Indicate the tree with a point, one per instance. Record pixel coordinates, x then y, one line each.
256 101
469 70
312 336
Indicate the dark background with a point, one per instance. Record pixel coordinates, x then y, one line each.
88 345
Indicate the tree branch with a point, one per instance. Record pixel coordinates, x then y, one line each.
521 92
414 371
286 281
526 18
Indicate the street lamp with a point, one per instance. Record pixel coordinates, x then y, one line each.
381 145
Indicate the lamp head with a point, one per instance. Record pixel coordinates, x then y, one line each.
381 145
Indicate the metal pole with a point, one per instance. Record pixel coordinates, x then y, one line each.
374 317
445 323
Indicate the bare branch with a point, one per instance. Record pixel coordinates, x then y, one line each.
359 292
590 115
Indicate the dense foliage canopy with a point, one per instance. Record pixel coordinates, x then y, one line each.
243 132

• • •

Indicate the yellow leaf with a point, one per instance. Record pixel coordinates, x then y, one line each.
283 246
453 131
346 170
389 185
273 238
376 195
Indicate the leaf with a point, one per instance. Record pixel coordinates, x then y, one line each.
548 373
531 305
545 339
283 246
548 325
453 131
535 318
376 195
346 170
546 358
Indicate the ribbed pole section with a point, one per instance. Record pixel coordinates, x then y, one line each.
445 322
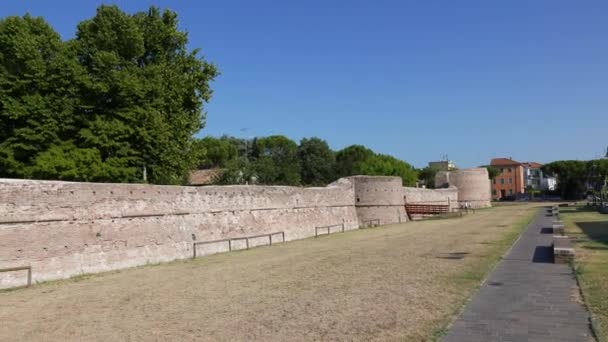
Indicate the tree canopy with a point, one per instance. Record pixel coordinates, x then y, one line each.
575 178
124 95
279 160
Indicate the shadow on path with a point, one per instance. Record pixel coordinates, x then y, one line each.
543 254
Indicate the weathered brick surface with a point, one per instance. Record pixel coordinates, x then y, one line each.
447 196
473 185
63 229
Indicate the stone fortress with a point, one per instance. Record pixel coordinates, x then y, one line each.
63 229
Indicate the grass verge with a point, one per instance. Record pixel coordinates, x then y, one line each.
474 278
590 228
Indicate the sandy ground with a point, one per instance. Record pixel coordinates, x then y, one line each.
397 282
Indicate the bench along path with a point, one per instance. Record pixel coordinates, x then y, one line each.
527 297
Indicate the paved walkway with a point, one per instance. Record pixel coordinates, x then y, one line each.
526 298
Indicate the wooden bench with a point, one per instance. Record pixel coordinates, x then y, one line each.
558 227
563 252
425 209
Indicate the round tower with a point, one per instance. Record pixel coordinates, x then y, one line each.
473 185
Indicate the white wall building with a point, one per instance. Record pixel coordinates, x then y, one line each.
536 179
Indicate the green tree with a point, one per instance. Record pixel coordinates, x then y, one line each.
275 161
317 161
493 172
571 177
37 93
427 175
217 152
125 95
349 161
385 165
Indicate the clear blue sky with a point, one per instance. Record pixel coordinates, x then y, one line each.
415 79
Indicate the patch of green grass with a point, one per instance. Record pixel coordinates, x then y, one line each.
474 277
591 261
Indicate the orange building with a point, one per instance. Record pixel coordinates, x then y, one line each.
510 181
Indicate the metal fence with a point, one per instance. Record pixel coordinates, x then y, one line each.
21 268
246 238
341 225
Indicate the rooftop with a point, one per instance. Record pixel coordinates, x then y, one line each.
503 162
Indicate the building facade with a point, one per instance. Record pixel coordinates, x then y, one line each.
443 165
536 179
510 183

• • •

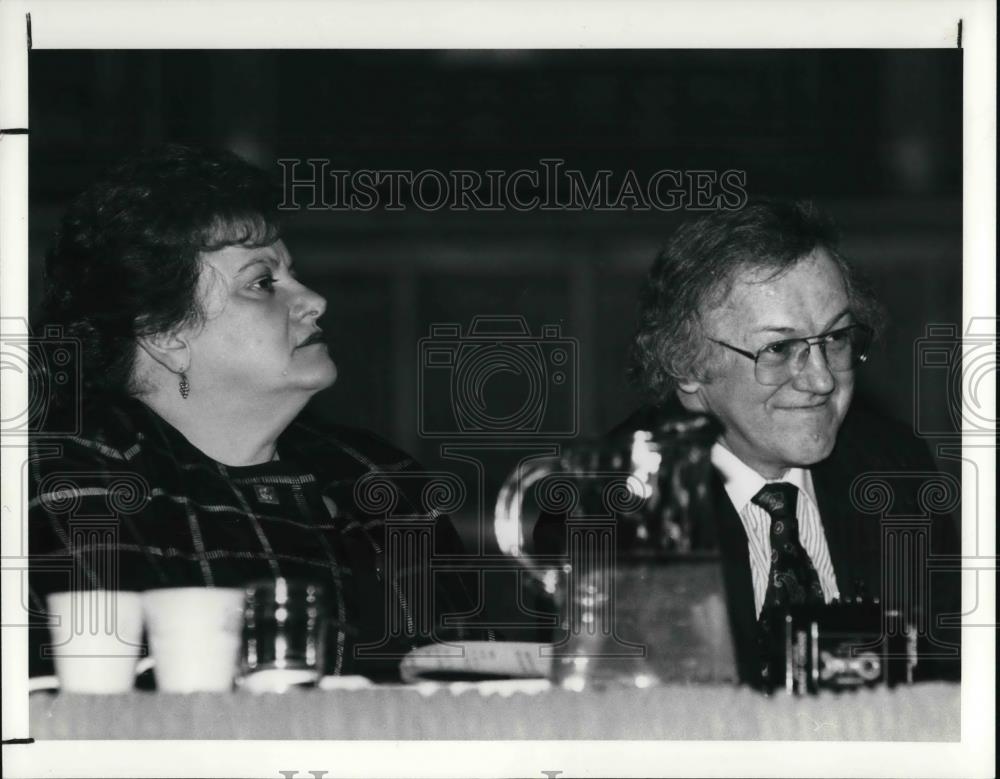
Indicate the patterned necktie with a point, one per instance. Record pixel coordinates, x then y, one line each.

• • •

Please pick out every line in the items above that contains the word "branch", and copy each of those lines in full.

▶ TASK SOLUTION
Indicate the tree branch with a point, one per instance. Record pixel coordinates, x then y, one line each.
Indicate the bare branch with a point, one per instance. Record pixel coordinates, x then y, one line each.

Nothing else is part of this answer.